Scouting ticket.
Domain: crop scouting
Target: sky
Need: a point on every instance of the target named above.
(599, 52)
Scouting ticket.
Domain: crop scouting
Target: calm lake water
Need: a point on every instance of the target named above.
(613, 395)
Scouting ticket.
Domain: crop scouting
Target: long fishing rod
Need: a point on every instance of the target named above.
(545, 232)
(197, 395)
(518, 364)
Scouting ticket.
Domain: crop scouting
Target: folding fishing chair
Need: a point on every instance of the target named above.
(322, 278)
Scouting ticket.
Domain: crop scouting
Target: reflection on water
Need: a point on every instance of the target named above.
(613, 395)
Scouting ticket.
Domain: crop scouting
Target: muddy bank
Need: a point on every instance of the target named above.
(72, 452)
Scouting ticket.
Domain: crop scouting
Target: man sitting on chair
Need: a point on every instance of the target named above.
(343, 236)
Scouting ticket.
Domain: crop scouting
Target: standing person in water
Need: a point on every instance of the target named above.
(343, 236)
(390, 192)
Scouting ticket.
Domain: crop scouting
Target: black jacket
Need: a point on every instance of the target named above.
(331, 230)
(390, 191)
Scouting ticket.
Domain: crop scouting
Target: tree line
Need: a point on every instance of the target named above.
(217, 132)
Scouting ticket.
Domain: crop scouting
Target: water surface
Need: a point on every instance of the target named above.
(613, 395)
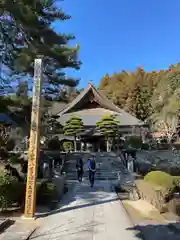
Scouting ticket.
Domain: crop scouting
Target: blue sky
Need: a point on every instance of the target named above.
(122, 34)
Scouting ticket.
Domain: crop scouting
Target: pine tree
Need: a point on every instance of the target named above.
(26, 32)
* * *
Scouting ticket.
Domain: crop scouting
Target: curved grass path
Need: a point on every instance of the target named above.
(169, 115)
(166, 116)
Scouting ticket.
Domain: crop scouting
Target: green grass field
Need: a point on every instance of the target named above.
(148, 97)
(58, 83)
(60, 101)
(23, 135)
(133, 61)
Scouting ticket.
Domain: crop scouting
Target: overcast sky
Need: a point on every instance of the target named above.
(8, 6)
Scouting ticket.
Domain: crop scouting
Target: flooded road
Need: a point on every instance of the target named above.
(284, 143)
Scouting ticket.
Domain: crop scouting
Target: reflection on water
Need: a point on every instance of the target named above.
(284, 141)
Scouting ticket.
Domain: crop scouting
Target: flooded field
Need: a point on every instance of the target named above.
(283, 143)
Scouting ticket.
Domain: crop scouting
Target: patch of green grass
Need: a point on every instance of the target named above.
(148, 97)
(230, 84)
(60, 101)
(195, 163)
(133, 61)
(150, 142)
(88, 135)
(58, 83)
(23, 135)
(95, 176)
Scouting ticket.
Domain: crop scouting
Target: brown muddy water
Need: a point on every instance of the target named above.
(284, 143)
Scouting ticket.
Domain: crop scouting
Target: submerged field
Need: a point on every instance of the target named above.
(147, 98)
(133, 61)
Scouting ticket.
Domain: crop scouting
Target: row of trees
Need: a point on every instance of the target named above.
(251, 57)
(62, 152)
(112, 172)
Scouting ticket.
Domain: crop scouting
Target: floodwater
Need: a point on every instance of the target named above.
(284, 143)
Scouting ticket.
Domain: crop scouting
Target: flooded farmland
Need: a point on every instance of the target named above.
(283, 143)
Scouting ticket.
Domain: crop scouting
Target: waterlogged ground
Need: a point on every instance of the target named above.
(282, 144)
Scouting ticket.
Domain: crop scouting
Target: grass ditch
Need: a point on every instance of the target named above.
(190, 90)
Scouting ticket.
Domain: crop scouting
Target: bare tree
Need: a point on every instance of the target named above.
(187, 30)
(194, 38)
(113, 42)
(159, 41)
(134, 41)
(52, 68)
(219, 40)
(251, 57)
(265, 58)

* **THE TASK**
Please find, in the entries above, every line where "fishing" occurs, and copy it.

* **WRITTEN REPLY**
Target: long fishing rod
Target: folding fishing chair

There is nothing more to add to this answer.